◆ Article
****

# aliens on moonshine



## blondlebanese (Jul 20, 2016)

anybody know anything about aliens on moonshine. i cant find much info.


----------



## WeedHopper (Jul 20, 2016)

Donald goona build a wall where they cant bring moonshine over the border. Lol


----------



## NiceBud (Jul 23, 2016)

Thats interesting. As far as I know its made in the South of the USA. Like Tim Smiths Climax. Now found in all booze stores.


----------



## WeedHopper (Jul 23, 2016)

That was a joke NB. Lol
I have moonshiners in my family.


----------



## NiceBud (Jul 23, 2016)

Thats cool weedhopper! Really cool!


----------



## WeedHopper (Jul 23, 2016)

Yeah,,they are Hillbillies and crazy as hell,,but they make some awesome moonshine.  I like the Cinnamon moonshine. Freaking yummy
Just dont get drunk and pass out,,,or ya might wake up with a sore *** and a banjo playing. :rofl:


----------



## NiceBud (Jul 23, 2016)

I wish I lived in a more rural location. I love the trees and peace. I wouldn't say I'm a hillbilly. I'll say I'm a wanna-be that still wants WIfi.


----------



## WeedHopper (Jul 23, 2016)

If your a Hillbilly you dont need a Wife if ya got sisters or cousins.  :rofl:

Oh wait,,you said Wifi,,,whoops.


----------



## NiceBud (Jul 23, 2016)

Yes I have a wife. That was really good.


----------



## WeedHopper (Jul 23, 2016)

You have a Wife,,,,2nd cousin A? 
Just messen with ya my friend. Lol


----------



## NiceBud (Jul 23, 2016)

No shes only related to me by marriage. Like your sense of humor.


----------



## WeedHopper (Jul 23, 2016)

I love all my cousins,,,yes i do,,,,:rofl:


----------



## NiceBud (Jul 24, 2016)

I love my cousins too. Don't see them enough.:yeahthat:


----------



## St_Nick (Jul 28, 2016)

I'm a hillbilly gardener, and a moonshiner.  Not much in the way of Wi-Fi but we do have DSL ........ And satellite. Usually,,, well, sometimes.  :confused2:


----------



## WeedHopper (Jul 28, 2016)

And your cousins?
And by the way,,,2nd cousin dont count.   :rofl:


----------



## blondlebanese (Aug 14, 2016)

so nobody knows about aliens on moonshine.  has anyone even heard of the strain?


----------



## WeedHopper (Aug 14, 2016)

Nope,,,i thought you were joking.

http://stuffstonerslike.com/2015/05/aliens-on-moonshine-strain/

http://en.seedfinder.eu/strain-info/Aliens_On_Moonshine/Sin_City_Seeds/


[ame]http://m.youtube.com/watch?v=zavvz8ADZMQ&feature[/ame]


----------



## sir-tokes-alot (Aug 17, 2016)

St_Nick said:


> I'm a hillbilly gardener, and a moonshiner.  Not much in the way of Wi-Fi but we do have DSL ........ And satellite. Usually,,, well, sometimes.  :confused2:



might be a couzin of mine,...ol mash barral cookin oft puttin co2 to the grow!!


----------

****

◆ Data lines
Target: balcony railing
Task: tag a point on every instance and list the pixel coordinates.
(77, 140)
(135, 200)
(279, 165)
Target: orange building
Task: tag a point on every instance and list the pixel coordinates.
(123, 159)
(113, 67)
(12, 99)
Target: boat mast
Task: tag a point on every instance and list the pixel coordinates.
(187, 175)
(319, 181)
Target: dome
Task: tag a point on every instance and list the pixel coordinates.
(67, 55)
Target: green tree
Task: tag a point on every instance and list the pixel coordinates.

****

◆ Objective
In the thread, which kind of moonshine does WeedHopper say he likes?

◆ Exercise output
Cinnamon moonshine.